The boy in the movie that plays Colton is adorable, was the real Colton that cute?

Todd:  (laughs) Yes, he used to be that cute.

How close does the movie come to portraying the true story?

The movie had to compress the book into an hour and 40 minutes.  I wondered how they were going to do that but they did it brilliantly. Our whole family feels they really portrayed it well.  The conversations were the same and they took as many of them as they could.

What has it been like for your story to become so public?

The public curiosity has been real.  After the book was a success and became known there was some backlash. It is hard for some people to accept change. I was no longer just ministering to locals but my ministry began to reach beyond our small town.  Not everyone liked that.

Have some people told you they don’t believe Colton’s story?

Yes, there are some churches teach things that contradict what Colton saw, but there was nothing that he saw that contradicts Scripture. I’ve had all sorts of reactions. I point out that in Scripture, how many people were raised from the dead, or the fact that the apostle got to see heaven.  In 2 Cor. 12, Paul talks about seeing a third heaven.  If Paul can look at that in Scripture, then I know people have seen heaven and come back.

Where there parts of the movie that did not really happen?

I actually never took a leave of absence, although there were some board meetings that were pretty rough.  I also had cancer I was recovering from when Colton got sick, but that was too much to try and fit into the movie.

* Provided data:
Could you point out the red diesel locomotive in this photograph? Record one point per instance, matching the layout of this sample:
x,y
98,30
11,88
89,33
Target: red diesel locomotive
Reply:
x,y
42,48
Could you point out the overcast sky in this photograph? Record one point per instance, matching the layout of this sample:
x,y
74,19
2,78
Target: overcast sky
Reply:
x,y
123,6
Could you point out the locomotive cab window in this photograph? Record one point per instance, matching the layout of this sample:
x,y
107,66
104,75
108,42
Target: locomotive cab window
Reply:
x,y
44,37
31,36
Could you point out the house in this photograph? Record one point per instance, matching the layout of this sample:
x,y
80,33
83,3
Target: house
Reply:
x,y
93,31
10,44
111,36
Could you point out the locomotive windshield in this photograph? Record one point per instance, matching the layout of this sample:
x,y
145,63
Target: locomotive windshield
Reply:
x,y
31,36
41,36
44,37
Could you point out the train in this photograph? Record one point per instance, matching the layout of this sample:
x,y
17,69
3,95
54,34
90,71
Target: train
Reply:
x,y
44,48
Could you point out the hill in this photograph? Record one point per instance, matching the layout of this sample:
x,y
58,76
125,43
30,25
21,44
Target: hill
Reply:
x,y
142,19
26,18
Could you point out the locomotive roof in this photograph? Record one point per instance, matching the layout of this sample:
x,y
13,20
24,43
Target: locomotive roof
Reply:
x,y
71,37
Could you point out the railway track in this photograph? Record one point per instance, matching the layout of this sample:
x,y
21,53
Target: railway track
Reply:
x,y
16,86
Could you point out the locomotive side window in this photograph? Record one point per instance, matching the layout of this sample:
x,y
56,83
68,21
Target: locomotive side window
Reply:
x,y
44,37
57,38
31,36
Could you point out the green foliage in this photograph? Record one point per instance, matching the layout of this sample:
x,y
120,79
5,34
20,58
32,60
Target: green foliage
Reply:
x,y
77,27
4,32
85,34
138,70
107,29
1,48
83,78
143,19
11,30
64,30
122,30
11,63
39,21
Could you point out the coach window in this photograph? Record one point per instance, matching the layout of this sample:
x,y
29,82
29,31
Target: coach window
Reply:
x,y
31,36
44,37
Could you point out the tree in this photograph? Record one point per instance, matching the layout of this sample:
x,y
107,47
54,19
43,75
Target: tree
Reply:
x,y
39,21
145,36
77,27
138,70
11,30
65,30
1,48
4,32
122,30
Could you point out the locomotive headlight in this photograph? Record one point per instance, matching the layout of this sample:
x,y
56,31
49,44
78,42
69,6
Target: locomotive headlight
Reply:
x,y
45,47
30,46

* Instructions:
a. According to the interview, how long did the movie have to be when it compressed the book?
b. According to the interview, why was there backlash after the book became a success?

* Numbered answers:
a. An hour and 40 minutes.

b. It is hard for some people to accept change. Todd's ministry no longer served only locals but began to reach beyond the small town, and not everyone liked that.